> **TASK MATERIAL**:

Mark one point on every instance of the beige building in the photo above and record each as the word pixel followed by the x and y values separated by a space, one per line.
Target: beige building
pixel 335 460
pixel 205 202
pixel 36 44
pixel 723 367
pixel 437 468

> **PROBLEM DETAILS**: Word for word, set down all the lines above.

> **RESULT**:
Mark one point on every instance of the beige building in the photo above and record each as the word pixel followed by the x and y values separated by a space, one per line.
Target: beige building
pixel 335 460
pixel 205 202
pixel 36 44
pixel 723 367
pixel 437 468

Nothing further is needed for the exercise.